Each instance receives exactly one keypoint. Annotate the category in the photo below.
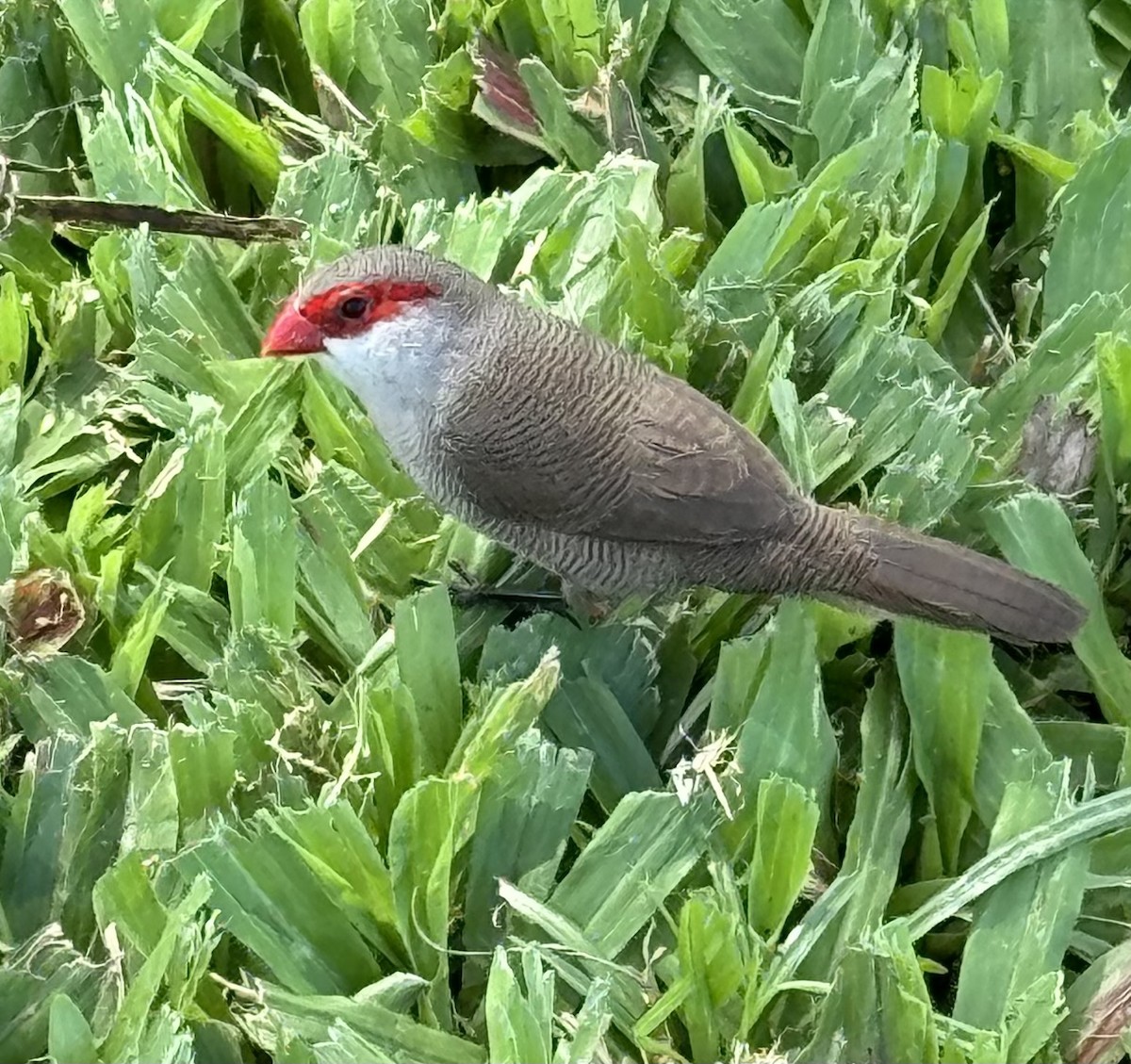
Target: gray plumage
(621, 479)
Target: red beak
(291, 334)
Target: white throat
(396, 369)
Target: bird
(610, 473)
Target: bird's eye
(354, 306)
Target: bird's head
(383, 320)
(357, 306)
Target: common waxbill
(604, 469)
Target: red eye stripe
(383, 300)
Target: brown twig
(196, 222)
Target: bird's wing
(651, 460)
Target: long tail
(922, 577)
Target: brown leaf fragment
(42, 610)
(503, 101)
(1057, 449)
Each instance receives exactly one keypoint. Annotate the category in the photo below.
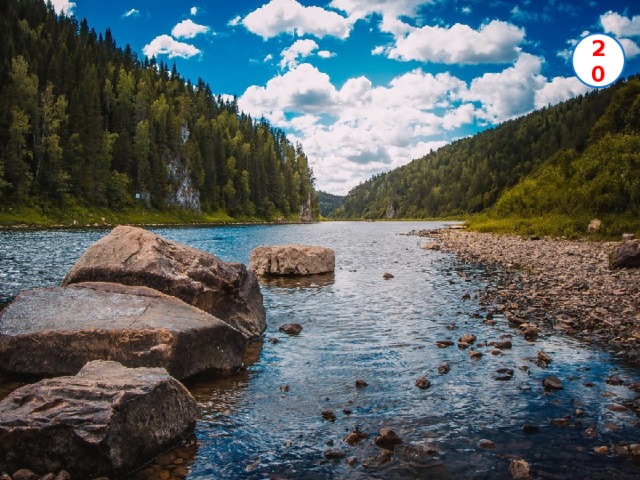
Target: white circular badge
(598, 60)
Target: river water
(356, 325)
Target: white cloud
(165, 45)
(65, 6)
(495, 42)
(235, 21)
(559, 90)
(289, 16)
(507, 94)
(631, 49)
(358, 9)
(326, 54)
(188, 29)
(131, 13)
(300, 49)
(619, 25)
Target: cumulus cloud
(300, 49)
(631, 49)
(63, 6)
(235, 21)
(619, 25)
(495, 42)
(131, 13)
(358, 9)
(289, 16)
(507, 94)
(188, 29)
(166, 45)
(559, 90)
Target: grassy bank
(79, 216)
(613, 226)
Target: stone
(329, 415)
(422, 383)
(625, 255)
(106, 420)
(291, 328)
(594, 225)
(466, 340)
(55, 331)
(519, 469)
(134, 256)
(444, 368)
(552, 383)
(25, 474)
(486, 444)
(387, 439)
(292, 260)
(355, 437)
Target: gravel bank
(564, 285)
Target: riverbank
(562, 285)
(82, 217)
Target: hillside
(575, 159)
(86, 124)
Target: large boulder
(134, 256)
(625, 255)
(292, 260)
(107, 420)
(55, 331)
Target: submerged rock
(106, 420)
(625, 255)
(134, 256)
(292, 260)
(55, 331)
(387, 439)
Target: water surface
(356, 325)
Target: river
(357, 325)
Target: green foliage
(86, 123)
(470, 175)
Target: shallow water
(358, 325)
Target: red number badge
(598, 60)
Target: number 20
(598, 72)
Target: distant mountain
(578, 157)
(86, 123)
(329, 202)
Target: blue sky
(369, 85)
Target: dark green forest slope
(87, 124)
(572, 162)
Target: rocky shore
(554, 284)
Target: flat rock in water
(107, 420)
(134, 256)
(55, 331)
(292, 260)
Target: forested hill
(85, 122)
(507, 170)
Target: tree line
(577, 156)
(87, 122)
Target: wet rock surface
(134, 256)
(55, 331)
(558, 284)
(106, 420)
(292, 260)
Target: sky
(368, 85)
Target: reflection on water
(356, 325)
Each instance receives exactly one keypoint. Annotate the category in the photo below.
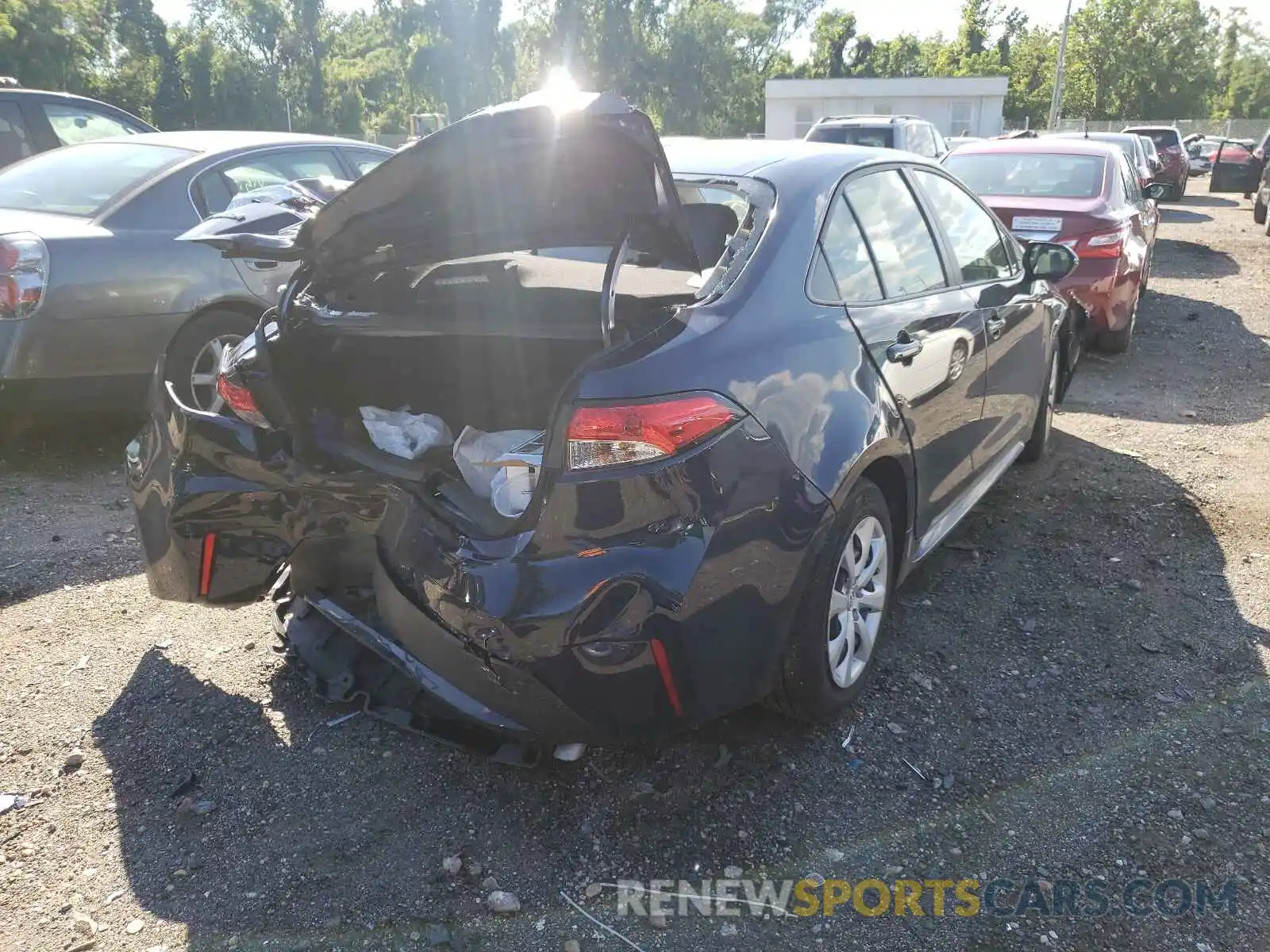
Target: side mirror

- [Instructions for the task] Reproduce every record above exactly as given, excluding pictures from the result.

- [Response]
Each instance receives exactly one keypoint. Annotate the category in the photo below.
Target: gray plumage
(621, 479)
Target: red beak
(291, 334)
Target: white throat
(396, 369)
Target: bird
(610, 473)
Target: bird's eye
(354, 306)
Target: bird's head
(383, 320)
(357, 306)
Target: common waxbill
(604, 469)
Target: red eye stripe
(383, 300)
Target: brown twig
(196, 222)
Target: bird's wing
(651, 460)
Target: long tail
(922, 577)
Target: brown leaf fragment
(42, 610)
(503, 101)
(1057, 449)
Each instance receives exactly one keypoint. Annotate the category in the photo below.
Target: white circular badge
(598, 60)
Target: river water
(356, 325)
Target: white cloud
(165, 45)
(65, 6)
(495, 42)
(235, 21)
(559, 90)
(289, 16)
(507, 94)
(631, 49)
(358, 9)
(326, 54)
(188, 29)
(131, 13)
(300, 49)
(619, 25)
Target: cumulus cloud
(300, 49)
(631, 49)
(63, 6)
(235, 21)
(619, 25)
(495, 42)
(131, 13)
(358, 9)
(289, 16)
(507, 94)
(188, 29)
(166, 45)
(559, 90)
Target: grassy bank
(79, 216)
(613, 226)
Target: stone
(329, 415)
(422, 383)
(625, 255)
(106, 420)
(291, 328)
(594, 225)
(466, 340)
(55, 331)
(519, 469)
(134, 256)
(444, 368)
(552, 383)
(25, 474)
(486, 444)
(387, 439)
(292, 260)
(355, 437)
Target: gravel bank
(564, 285)
Target: riverbank
(562, 285)
(82, 217)
Target: hillside
(575, 159)
(86, 124)
Target: large boulder
(134, 256)
(625, 255)
(292, 260)
(107, 420)
(55, 331)
Target: submerged rock
(106, 420)
(625, 255)
(134, 256)
(292, 260)
(55, 331)
(387, 439)
Target: water surface
(356, 325)
Target: river
(357, 325)
Target: green foliage
(86, 123)
(470, 175)
Target: shallow water
(358, 325)
Target: red number badge
(598, 60)
Target: number 20
(598, 72)
Target: distant mountain
(578, 157)
(86, 123)
(329, 202)
Target: blue sky
(369, 85)
Target: dark green forest slope
(87, 124)
(572, 162)
Target: rocky shore
(554, 284)
Target: flat rock in water
(107, 420)
(134, 256)
(55, 331)
(292, 260)
Target: forested hill
(85, 122)
(507, 170)
Target: tree line
(577, 156)
(87, 122)
Target: wet rock surface
(134, 256)
(55, 331)
(558, 284)
(106, 420)
(292, 260)
Target: sky
(368, 85)
Target: reflection on water
(356, 325)
Each instance receives exactly one keypoint. Annotate the category in the photo below.
Target: side mirror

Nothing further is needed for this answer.